**Passage for review:**
◆ ◆ ◆ ◆ ◆ ◆ ◆
Small molecules are important targets with the potential of clinical or commercial applications such as medical diagnostics, environmental monitoring, and forensic science. Thus, efforts to develop methods for portable, low-cost, and quantitative on-site detection of a broad range of small molecules are gaining momentum.
Cocaine is a central nervous system stimulant that increases levels of dopamine and potently inhibits neurotransmitter reuptake at the synapse. Abuse of cocaine has been shown to cause anxiety, paranoia, mood disturbances, organ damage, and violent behavior.
Synthetic cathinones (also known as bath salts) are designer drugs sharing a similar core structure with amphetamines and 3,4-methylenedioxy-methamphetamine (MDMA). They are highly addictive central nervous system stimulants, and are associated with many negative health consequences, including even death. Although these drugs have emerged only recently, abuse of bath salts has become a threat to public health and safety due to their severe toxicity, increasingly broad availability, and difficulty of regulation. More importantly, there is currently no reliable presumptive test for any synthetic cathinone. Chemical spot tests used to detect conventional drugs such as cocaine, methamphetamine, and opioids show no cross-reactivity to synthetic cathinones.
Methods that are highly sensitive and selective, including high-performance liquid chromatography (HPLC) and gas chromatography-mass spectrometry (GC-MS), have been used for the detection of small molecules. However, these methods are time-consuming and require expensive reagents, advanced equipment, complex sample preparation, and/or trained operators.
Various immunoassays have also been developed for the detection of small molecules such as cocaine and/or its major metabolite benzoylecgonine in biofluids, including the enzyme-linked immunosorbent assay (ELISA). Unfortunately, the use of immunoassays for the detection of designer drugs is often limited because of the high cost of generating new antibodies and issues with narrow target binding-spectrum and poor specificity.
◆ ◆ ◆ ◆ ◆ ◆ ◆
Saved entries
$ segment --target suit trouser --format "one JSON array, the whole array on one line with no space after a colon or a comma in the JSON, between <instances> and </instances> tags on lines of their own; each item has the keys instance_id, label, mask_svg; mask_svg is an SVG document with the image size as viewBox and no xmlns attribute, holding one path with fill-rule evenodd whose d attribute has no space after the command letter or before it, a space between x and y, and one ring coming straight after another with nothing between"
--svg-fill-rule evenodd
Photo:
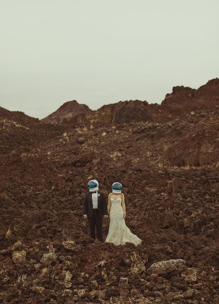
<instances>
[{"instance_id":1,"label":"suit trouser","mask_svg":"<svg viewBox=\"0 0 219 304\"><path fill-rule=\"evenodd\" d=\"M97 239L102 241L103 237L102 235L102 217L99 215L98 209L93 209L93 216L88 217L88 223L90 228L91 238L95 239L95 227L96 229L96 235Z\"/></svg>"}]
</instances>

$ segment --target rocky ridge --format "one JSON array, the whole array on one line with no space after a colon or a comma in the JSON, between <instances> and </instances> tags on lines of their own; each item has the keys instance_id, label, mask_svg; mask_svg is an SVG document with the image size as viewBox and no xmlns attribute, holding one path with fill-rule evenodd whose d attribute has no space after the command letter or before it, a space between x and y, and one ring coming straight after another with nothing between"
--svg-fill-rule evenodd
<instances>
[{"instance_id":1,"label":"rocky ridge","mask_svg":"<svg viewBox=\"0 0 219 304\"><path fill-rule=\"evenodd\" d=\"M131 113L130 122L127 110L116 122L111 115L123 106L131 111L129 102L108 106L109 123L99 125L54 125L0 108L2 302L218 302L213 83L210 92L204 88L212 106L159 121L136 121ZM142 106L151 117L149 105ZM82 212L92 178L106 195L114 181L122 182L126 221L141 245L89 237Z\"/></svg>"}]
</instances>

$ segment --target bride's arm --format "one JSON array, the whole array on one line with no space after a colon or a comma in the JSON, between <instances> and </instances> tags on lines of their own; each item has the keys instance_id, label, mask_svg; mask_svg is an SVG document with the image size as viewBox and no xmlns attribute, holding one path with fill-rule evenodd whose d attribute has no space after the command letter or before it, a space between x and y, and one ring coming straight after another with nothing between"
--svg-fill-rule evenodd
<instances>
[{"instance_id":1,"label":"bride's arm","mask_svg":"<svg viewBox=\"0 0 219 304\"><path fill-rule=\"evenodd\" d=\"M107 213L110 213L110 208L111 208L111 202L110 200L111 195L110 194L108 196L108 204L107 204Z\"/></svg>"},{"instance_id":2,"label":"bride's arm","mask_svg":"<svg viewBox=\"0 0 219 304\"><path fill-rule=\"evenodd\" d=\"M124 197L124 195L123 193L122 193L121 194L122 194L122 207L123 207L123 217L125 218L125 217L126 217L126 215L125 204L125 197Z\"/></svg>"}]
</instances>

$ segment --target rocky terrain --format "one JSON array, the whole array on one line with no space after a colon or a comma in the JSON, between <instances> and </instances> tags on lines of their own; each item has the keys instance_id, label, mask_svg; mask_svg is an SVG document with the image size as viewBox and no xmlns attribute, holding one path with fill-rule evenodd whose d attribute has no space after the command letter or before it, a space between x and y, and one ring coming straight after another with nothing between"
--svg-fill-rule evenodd
<instances>
[{"instance_id":1,"label":"rocky terrain","mask_svg":"<svg viewBox=\"0 0 219 304\"><path fill-rule=\"evenodd\" d=\"M0 107L0 302L219 303L218 96L215 79L42 121ZM122 182L141 245L89 238L93 178Z\"/></svg>"}]
</instances>

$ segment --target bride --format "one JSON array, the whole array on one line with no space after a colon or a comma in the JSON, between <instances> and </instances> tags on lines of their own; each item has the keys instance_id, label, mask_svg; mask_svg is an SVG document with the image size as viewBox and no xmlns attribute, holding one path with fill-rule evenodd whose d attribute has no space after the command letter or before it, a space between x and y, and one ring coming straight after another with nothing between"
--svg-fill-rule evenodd
<instances>
[{"instance_id":1,"label":"bride","mask_svg":"<svg viewBox=\"0 0 219 304\"><path fill-rule=\"evenodd\" d=\"M125 197L122 193L122 188L121 183L114 182L112 186L113 193L108 196L107 211L110 222L105 241L117 246L129 242L136 246L141 244L141 240L132 234L126 225Z\"/></svg>"}]
</instances>

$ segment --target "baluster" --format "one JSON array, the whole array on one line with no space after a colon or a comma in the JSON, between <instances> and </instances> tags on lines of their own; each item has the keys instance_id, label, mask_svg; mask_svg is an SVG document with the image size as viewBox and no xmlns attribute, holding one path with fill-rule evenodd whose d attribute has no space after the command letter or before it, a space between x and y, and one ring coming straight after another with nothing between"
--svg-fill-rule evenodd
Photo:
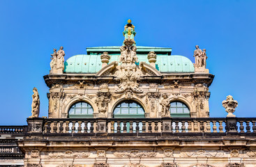
<instances>
[{"instance_id":1,"label":"baluster","mask_svg":"<svg viewBox=\"0 0 256 167\"><path fill-rule=\"evenodd\" d=\"M246 133L250 133L250 120L246 121Z\"/></svg>"},{"instance_id":2,"label":"baluster","mask_svg":"<svg viewBox=\"0 0 256 167\"><path fill-rule=\"evenodd\" d=\"M63 127L63 121L60 121L59 122L59 133L63 133L63 129L64 128Z\"/></svg>"},{"instance_id":3,"label":"baluster","mask_svg":"<svg viewBox=\"0 0 256 167\"><path fill-rule=\"evenodd\" d=\"M239 123L240 123L240 132L241 133L243 133L244 132L244 127L243 127L243 121L239 121Z\"/></svg>"},{"instance_id":4,"label":"baluster","mask_svg":"<svg viewBox=\"0 0 256 167\"><path fill-rule=\"evenodd\" d=\"M50 120L47 121L47 132L51 133L51 122Z\"/></svg>"},{"instance_id":5,"label":"baluster","mask_svg":"<svg viewBox=\"0 0 256 167\"><path fill-rule=\"evenodd\" d=\"M84 133L88 133L88 122L84 122Z\"/></svg>"},{"instance_id":6,"label":"baluster","mask_svg":"<svg viewBox=\"0 0 256 167\"><path fill-rule=\"evenodd\" d=\"M123 121L123 133L127 133L127 122Z\"/></svg>"},{"instance_id":7,"label":"baluster","mask_svg":"<svg viewBox=\"0 0 256 167\"><path fill-rule=\"evenodd\" d=\"M191 125L192 121L191 120L188 120L188 132L192 132L192 125Z\"/></svg>"},{"instance_id":8,"label":"baluster","mask_svg":"<svg viewBox=\"0 0 256 167\"><path fill-rule=\"evenodd\" d=\"M217 126L216 126L216 120L213 120L213 133L217 132Z\"/></svg>"},{"instance_id":9,"label":"baluster","mask_svg":"<svg viewBox=\"0 0 256 167\"><path fill-rule=\"evenodd\" d=\"M255 126L255 122L256 121L255 120L253 120L252 121L253 122L253 133L256 133L256 126Z\"/></svg>"},{"instance_id":10,"label":"baluster","mask_svg":"<svg viewBox=\"0 0 256 167\"><path fill-rule=\"evenodd\" d=\"M211 132L211 122L209 120L206 121L206 132Z\"/></svg>"},{"instance_id":11,"label":"baluster","mask_svg":"<svg viewBox=\"0 0 256 167\"><path fill-rule=\"evenodd\" d=\"M23 130L23 129L22 129ZM45 122L45 125L43 126L43 132L45 133L47 133L47 122Z\"/></svg>"},{"instance_id":12,"label":"baluster","mask_svg":"<svg viewBox=\"0 0 256 167\"><path fill-rule=\"evenodd\" d=\"M114 122L112 121L111 122L111 133L114 132Z\"/></svg>"},{"instance_id":13,"label":"baluster","mask_svg":"<svg viewBox=\"0 0 256 167\"><path fill-rule=\"evenodd\" d=\"M78 121L77 133L81 133L82 131L82 121Z\"/></svg>"},{"instance_id":14,"label":"baluster","mask_svg":"<svg viewBox=\"0 0 256 167\"><path fill-rule=\"evenodd\" d=\"M146 121L142 121L142 132L146 132Z\"/></svg>"},{"instance_id":15,"label":"baluster","mask_svg":"<svg viewBox=\"0 0 256 167\"><path fill-rule=\"evenodd\" d=\"M220 132L223 132L223 121L222 121L222 120L220 120L219 122L219 124L220 124L220 127L219 127L219 129L220 129Z\"/></svg>"},{"instance_id":16,"label":"baluster","mask_svg":"<svg viewBox=\"0 0 256 167\"><path fill-rule=\"evenodd\" d=\"M186 132L186 126L185 126L185 121L181 121L181 132Z\"/></svg>"},{"instance_id":17,"label":"baluster","mask_svg":"<svg viewBox=\"0 0 256 167\"><path fill-rule=\"evenodd\" d=\"M149 121L149 132L152 133L152 122Z\"/></svg>"},{"instance_id":18,"label":"baluster","mask_svg":"<svg viewBox=\"0 0 256 167\"><path fill-rule=\"evenodd\" d=\"M154 130L155 130L155 132L158 132L158 122L155 122L155 126L153 127Z\"/></svg>"},{"instance_id":19,"label":"baluster","mask_svg":"<svg viewBox=\"0 0 256 167\"><path fill-rule=\"evenodd\" d=\"M136 121L136 133L140 132L139 121Z\"/></svg>"},{"instance_id":20,"label":"baluster","mask_svg":"<svg viewBox=\"0 0 256 167\"><path fill-rule=\"evenodd\" d=\"M58 127L57 127L57 122L56 121L53 122L52 129L53 129L53 133L57 133L57 132Z\"/></svg>"},{"instance_id":21,"label":"baluster","mask_svg":"<svg viewBox=\"0 0 256 167\"><path fill-rule=\"evenodd\" d=\"M65 132L68 133L69 132L69 121L67 120L65 122Z\"/></svg>"},{"instance_id":22,"label":"baluster","mask_svg":"<svg viewBox=\"0 0 256 167\"><path fill-rule=\"evenodd\" d=\"M93 133L93 121L89 121L88 122L91 123L91 126L90 126L90 133Z\"/></svg>"},{"instance_id":23,"label":"baluster","mask_svg":"<svg viewBox=\"0 0 256 167\"><path fill-rule=\"evenodd\" d=\"M75 133L75 121L71 121L71 122L72 122L72 127L71 127L72 133Z\"/></svg>"},{"instance_id":24,"label":"baluster","mask_svg":"<svg viewBox=\"0 0 256 167\"><path fill-rule=\"evenodd\" d=\"M200 132L204 132L204 121L200 121Z\"/></svg>"},{"instance_id":25,"label":"baluster","mask_svg":"<svg viewBox=\"0 0 256 167\"><path fill-rule=\"evenodd\" d=\"M120 133L121 132L121 127L120 127L120 124L121 122L120 121L117 121L117 127L116 127L116 132L117 133Z\"/></svg>"}]
</instances>

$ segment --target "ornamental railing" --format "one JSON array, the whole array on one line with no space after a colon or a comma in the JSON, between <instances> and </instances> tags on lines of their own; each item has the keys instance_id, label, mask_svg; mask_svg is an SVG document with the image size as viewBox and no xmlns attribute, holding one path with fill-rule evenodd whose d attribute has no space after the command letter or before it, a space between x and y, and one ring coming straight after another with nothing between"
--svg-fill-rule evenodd
<instances>
[{"instance_id":1,"label":"ornamental railing","mask_svg":"<svg viewBox=\"0 0 256 167\"><path fill-rule=\"evenodd\" d=\"M256 132L256 118L46 118L42 123L44 134Z\"/></svg>"},{"instance_id":2,"label":"ornamental railing","mask_svg":"<svg viewBox=\"0 0 256 167\"><path fill-rule=\"evenodd\" d=\"M22 134L27 131L27 126L0 126L0 134Z\"/></svg>"}]
</instances>

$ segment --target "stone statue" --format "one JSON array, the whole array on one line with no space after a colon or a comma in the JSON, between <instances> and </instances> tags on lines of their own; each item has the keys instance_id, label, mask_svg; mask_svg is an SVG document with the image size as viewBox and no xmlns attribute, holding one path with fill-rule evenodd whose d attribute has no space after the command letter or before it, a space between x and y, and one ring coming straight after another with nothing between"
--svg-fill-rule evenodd
<instances>
[{"instance_id":1,"label":"stone statue","mask_svg":"<svg viewBox=\"0 0 256 167\"><path fill-rule=\"evenodd\" d=\"M194 51L195 67L206 67L206 49L202 51L198 45L195 46L196 49Z\"/></svg>"},{"instance_id":2,"label":"stone statue","mask_svg":"<svg viewBox=\"0 0 256 167\"><path fill-rule=\"evenodd\" d=\"M37 118L39 116L39 109L40 109L40 100L39 100L39 94L38 89L36 88L33 88L33 94L32 95L32 116L30 118Z\"/></svg>"},{"instance_id":3,"label":"stone statue","mask_svg":"<svg viewBox=\"0 0 256 167\"><path fill-rule=\"evenodd\" d=\"M53 49L53 54L51 54L51 63L50 63L50 66L51 67L50 73L54 73L56 71L56 65L57 65L57 49Z\"/></svg>"},{"instance_id":4,"label":"stone statue","mask_svg":"<svg viewBox=\"0 0 256 167\"><path fill-rule=\"evenodd\" d=\"M57 70L58 70L58 73L62 73L63 70L64 70L64 56L65 52L63 50L63 47L61 47L59 50L57 51Z\"/></svg>"},{"instance_id":5,"label":"stone statue","mask_svg":"<svg viewBox=\"0 0 256 167\"><path fill-rule=\"evenodd\" d=\"M195 66L197 67L202 67L202 56L203 51L200 49L199 49L198 45L196 45L195 48L196 49L194 51L194 56L193 56L195 57Z\"/></svg>"},{"instance_id":6,"label":"stone statue","mask_svg":"<svg viewBox=\"0 0 256 167\"><path fill-rule=\"evenodd\" d=\"M226 100L223 101L223 106L226 109L227 113L227 117L235 117L236 116L233 114L236 108L238 106L238 102L236 100L234 100L232 95L228 95L226 97Z\"/></svg>"},{"instance_id":7,"label":"stone statue","mask_svg":"<svg viewBox=\"0 0 256 167\"><path fill-rule=\"evenodd\" d=\"M167 94L163 95L163 100L160 102L160 104L162 106L161 113L163 117L170 117L170 111L169 109L170 106L170 104L168 100L168 96Z\"/></svg>"},{"instance_id":8,"label":"stone statue","mask_svg":"<svg viewBox=\"0 0 256 167\"><path fill-rule=\"evenodd\" d=\"M203 65L204 66L204 67L206 67L206 59L207 59L207 56L206 56L206 49L203 49L203 53L202 53L202 63L203 63Z\"/></svg>"}]
</instances>

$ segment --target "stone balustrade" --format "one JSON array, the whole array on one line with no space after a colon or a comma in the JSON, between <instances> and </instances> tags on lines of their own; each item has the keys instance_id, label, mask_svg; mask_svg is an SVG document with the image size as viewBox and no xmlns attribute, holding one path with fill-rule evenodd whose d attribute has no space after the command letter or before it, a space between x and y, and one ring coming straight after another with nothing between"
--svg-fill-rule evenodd
<instances>
[{"instance_id":1,"label":"stone balustrade","mask_svg":"<svg viewBox=\"0 0 256 167\"><path fill-rule=\"evenodd\" d=\"M27 126L0 126L0 134L24 134Z\"/></svg>"},{"instance_id":2,"label":"stone balustrade","mask_svg":"<svg viewBox=\"0 0 256 167\"><path fill-rule=\"evenodd\" d=\"M47 118L42 122L45 134L256 132L256 118Z\"/></svg>"}]
</instances>

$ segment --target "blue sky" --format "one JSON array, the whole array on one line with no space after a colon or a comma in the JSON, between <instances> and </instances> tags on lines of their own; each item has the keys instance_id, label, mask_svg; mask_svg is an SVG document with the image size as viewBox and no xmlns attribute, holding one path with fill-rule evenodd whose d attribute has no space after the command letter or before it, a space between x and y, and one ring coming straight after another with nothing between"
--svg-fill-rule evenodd
<instances>
[{"instance_id":1,"label":"blue sky","mask_svg":"<svg viewBox=\"0 0 256 167\"><path fill-rule=\"evenodd\" d=\"M32 89L40 116L47 116L43 76L53 48L66 60L86 47L121 45L128 19L137 45L168 47L194 62L195 46L206 49L210 116L225 117L222 101L239 102L239 117L256 117L256 1L3 1L0 0L0 125L26 125Z\"/></svg>"}]
</instances>

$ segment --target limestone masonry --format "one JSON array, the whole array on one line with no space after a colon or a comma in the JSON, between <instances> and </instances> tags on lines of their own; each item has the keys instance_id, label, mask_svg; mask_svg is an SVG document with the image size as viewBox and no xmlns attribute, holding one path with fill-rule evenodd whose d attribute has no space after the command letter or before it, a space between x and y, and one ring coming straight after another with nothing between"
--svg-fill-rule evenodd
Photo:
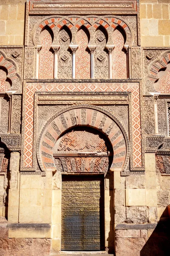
◆ ◆ ◆ ◆ ◆ ◆ ◆
**Exercise directions:**
According to the passage on small-molecule detection, why do chemical spot tests fail to detect synthetic cathinones?

**Response to the exercise:**
They show no cross-reactivity to synthetic cathinones.